··· DATA FOR THIS TASK ···
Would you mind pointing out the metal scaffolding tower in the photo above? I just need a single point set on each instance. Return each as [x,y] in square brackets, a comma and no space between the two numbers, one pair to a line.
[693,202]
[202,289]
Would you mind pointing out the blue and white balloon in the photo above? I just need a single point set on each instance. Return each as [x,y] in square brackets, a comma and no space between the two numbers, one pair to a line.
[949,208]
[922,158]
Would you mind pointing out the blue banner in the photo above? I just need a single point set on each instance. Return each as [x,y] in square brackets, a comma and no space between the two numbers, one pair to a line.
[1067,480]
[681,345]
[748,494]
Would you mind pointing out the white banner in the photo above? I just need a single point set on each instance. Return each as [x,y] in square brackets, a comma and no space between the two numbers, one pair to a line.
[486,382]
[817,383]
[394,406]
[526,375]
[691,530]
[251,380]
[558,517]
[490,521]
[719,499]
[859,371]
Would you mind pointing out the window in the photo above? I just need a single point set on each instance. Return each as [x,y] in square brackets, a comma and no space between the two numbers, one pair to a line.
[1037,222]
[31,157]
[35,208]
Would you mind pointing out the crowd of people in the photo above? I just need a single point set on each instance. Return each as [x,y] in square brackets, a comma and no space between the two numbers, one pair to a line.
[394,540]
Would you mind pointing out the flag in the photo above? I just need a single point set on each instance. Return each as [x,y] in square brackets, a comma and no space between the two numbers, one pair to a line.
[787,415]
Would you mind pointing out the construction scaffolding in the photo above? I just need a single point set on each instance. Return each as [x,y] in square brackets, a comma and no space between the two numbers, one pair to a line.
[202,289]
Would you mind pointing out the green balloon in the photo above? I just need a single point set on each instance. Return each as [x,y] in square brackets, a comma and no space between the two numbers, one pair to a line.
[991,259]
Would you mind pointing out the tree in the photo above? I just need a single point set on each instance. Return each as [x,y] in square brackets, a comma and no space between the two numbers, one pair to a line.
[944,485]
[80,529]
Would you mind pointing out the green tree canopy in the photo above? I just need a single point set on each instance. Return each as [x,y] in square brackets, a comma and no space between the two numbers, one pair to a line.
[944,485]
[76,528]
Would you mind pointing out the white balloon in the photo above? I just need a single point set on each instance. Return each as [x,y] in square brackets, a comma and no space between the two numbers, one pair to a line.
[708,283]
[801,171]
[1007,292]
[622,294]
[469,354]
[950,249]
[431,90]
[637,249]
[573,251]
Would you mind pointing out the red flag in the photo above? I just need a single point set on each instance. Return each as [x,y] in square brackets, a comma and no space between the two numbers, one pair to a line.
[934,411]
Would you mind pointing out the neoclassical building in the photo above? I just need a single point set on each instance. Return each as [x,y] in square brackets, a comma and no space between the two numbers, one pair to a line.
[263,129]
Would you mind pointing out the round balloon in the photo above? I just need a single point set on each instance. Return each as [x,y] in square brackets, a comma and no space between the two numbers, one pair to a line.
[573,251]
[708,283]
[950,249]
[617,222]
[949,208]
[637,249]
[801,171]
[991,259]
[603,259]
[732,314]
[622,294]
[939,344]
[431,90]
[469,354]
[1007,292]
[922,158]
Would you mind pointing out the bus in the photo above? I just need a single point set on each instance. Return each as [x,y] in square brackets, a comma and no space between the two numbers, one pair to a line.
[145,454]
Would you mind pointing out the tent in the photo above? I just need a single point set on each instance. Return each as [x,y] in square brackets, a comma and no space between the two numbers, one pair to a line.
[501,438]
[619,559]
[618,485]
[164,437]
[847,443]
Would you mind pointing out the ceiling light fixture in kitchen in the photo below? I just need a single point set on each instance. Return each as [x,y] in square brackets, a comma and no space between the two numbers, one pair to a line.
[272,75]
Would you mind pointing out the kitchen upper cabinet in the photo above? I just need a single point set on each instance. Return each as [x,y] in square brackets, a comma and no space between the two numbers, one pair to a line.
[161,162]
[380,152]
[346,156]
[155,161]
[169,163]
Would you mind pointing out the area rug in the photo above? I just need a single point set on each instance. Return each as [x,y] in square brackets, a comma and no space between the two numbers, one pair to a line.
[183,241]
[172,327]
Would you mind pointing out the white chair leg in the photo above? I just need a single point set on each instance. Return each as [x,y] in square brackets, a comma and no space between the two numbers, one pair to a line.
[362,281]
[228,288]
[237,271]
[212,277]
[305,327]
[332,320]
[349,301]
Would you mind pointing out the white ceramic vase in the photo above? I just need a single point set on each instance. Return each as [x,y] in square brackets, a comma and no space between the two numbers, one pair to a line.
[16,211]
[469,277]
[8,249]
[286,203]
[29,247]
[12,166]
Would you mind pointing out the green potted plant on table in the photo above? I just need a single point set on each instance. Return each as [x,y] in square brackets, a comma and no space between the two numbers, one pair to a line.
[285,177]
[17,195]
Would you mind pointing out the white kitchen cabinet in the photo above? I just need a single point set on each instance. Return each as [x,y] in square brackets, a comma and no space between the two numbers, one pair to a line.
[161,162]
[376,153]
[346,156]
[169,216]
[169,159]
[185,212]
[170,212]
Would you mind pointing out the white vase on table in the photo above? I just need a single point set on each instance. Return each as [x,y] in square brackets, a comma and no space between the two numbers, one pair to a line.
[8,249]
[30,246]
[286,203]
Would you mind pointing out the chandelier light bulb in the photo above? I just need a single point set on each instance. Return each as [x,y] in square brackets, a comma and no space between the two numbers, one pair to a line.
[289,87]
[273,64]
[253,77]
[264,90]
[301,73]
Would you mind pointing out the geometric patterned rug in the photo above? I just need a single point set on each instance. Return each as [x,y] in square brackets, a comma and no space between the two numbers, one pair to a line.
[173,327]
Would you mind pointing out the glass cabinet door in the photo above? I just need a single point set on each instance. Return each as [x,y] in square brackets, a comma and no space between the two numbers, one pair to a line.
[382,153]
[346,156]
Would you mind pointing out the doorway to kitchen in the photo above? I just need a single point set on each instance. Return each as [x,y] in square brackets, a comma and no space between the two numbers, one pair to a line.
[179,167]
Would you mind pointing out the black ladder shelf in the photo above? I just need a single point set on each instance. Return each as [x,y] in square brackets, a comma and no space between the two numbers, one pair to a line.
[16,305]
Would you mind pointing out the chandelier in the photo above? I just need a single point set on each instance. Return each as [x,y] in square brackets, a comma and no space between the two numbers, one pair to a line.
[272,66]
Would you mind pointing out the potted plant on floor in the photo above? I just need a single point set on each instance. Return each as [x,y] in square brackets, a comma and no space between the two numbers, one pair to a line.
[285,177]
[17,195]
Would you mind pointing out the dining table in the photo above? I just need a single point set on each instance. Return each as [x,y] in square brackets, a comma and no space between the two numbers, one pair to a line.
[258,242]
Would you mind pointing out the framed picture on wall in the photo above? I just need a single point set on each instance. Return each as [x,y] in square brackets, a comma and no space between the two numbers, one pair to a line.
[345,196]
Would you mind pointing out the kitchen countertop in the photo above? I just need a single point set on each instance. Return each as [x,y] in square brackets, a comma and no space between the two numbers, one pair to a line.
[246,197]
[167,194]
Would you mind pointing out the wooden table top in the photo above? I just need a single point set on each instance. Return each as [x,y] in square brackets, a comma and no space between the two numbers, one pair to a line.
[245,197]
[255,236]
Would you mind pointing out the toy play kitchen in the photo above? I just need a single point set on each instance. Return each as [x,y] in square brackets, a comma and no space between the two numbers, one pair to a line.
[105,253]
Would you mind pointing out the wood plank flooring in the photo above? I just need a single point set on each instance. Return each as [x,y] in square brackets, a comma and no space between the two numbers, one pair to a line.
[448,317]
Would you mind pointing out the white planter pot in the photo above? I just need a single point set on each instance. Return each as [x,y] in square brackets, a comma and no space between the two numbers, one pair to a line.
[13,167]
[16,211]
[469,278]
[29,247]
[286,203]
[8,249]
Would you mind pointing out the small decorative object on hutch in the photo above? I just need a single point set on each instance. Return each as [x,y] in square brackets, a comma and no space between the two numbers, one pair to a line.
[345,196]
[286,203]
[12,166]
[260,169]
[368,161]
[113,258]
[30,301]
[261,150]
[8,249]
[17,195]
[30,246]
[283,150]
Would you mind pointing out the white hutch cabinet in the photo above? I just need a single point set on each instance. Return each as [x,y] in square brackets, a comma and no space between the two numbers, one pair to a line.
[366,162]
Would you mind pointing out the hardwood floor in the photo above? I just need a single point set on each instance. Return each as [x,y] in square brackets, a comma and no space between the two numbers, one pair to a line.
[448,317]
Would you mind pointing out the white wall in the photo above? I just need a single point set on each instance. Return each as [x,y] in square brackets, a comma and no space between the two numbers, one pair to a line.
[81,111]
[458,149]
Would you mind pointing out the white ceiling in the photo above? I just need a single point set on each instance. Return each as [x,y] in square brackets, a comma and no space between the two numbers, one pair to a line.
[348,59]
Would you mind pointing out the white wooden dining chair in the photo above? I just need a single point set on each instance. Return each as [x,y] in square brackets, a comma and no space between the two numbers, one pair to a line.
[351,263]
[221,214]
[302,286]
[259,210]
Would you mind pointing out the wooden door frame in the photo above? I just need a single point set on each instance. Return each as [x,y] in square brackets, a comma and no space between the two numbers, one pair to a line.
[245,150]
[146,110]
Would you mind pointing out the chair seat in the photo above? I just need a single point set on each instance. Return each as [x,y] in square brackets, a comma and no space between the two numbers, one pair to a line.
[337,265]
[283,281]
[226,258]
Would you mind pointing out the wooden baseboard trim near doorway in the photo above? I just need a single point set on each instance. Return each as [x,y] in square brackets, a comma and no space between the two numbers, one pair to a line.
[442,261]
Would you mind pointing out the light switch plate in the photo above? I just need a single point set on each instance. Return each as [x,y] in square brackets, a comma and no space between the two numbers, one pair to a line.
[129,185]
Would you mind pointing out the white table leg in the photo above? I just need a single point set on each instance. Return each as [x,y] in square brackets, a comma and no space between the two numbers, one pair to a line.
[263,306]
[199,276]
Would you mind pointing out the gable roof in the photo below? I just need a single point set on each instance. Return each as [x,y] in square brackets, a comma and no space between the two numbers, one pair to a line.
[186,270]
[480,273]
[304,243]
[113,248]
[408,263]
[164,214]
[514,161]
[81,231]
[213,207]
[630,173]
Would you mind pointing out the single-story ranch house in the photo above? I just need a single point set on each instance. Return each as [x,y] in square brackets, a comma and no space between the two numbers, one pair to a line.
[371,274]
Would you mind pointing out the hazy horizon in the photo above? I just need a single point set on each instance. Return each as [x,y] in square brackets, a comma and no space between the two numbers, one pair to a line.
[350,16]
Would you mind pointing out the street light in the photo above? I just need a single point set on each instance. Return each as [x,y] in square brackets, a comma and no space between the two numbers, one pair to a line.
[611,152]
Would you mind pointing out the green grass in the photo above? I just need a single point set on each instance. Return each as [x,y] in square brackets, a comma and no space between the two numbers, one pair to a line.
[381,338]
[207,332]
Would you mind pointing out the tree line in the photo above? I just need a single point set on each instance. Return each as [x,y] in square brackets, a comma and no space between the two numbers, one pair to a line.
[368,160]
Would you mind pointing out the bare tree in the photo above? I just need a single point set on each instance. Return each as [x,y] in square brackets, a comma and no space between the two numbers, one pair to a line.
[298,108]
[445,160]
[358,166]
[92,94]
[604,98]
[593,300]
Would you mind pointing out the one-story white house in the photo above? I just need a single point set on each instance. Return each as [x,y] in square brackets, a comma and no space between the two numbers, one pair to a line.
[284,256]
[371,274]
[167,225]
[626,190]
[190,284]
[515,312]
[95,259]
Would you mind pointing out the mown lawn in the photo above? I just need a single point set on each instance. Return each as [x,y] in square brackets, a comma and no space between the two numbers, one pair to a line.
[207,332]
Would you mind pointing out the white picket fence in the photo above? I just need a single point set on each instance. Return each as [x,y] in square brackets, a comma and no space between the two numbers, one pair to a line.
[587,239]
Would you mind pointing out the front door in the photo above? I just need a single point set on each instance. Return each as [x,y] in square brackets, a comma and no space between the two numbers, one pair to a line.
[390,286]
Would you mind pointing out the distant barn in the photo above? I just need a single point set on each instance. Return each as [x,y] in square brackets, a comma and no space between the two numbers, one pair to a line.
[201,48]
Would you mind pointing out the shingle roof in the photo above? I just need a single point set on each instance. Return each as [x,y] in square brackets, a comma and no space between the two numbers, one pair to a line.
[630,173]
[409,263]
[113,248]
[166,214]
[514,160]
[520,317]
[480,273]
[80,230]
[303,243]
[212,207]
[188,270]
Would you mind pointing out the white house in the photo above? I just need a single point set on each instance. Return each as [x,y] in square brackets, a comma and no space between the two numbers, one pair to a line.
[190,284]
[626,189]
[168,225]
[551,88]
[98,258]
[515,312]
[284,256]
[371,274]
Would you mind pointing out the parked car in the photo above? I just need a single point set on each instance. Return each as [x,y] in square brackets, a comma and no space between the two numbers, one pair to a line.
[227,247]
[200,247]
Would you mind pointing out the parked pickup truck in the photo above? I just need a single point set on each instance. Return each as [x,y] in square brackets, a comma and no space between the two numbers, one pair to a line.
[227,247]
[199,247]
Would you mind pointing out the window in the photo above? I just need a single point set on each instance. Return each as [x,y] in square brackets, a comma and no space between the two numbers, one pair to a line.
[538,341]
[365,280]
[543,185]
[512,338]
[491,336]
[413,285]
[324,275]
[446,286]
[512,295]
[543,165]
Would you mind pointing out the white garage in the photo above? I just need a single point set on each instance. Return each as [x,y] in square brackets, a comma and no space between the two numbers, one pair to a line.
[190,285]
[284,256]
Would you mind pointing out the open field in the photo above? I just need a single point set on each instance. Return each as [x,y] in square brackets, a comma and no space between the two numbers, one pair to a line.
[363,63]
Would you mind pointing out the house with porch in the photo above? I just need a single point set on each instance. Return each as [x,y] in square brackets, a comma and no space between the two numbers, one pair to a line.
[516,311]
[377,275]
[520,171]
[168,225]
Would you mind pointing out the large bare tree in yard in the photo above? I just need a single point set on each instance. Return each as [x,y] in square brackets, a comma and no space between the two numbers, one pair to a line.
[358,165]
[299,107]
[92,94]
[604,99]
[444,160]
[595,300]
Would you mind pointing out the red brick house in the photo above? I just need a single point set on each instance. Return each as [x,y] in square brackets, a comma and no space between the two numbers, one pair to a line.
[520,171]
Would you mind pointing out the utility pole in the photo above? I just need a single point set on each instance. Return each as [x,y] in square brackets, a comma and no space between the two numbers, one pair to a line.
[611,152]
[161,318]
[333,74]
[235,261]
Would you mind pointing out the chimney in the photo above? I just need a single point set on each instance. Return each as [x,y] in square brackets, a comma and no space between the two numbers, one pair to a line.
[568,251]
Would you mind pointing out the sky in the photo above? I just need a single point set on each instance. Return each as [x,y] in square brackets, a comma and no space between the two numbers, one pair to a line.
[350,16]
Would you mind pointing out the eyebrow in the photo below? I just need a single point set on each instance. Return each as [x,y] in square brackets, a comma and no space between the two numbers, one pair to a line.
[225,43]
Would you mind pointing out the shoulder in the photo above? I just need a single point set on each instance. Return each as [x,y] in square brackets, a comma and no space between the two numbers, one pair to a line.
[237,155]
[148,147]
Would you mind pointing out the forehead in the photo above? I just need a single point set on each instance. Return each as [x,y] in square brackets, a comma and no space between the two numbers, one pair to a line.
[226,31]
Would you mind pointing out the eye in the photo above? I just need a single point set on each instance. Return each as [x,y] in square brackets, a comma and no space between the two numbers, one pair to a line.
···
WHAT IS REQUIRED. Exactly as written, give the line containing "Would you mind pointing out the eyebrow" and all remaining lines of the records.

ANSWER IN FULL.
Would you mind pointing out the eyebrow in the photo below? I just need a single point set on each instance. Return each as [x,y] in square brackets, a comma and no space between the two numbers, one pair to a line.
[225,43]
Would you mind pointing out the shoulder in the photo above? I just need a single point set on each instance. Return each as [x,y] in square brackets, a comma and no space between the two numbers, one pair to a line.
[237,155]
[148,147]
Would you mind pointing out the forehead in the photo above? I just need a single point set on each instance. Return each as [x,y] in square brackets, a comma and no space between the two numbers, one pair to a line.
[226,31]
Would you mind pointing out the eye in the photo above? I just need a single point set on each instance. Return each as [x,y] in square brackets, a comma and no space between the two numbers, one pair to a line.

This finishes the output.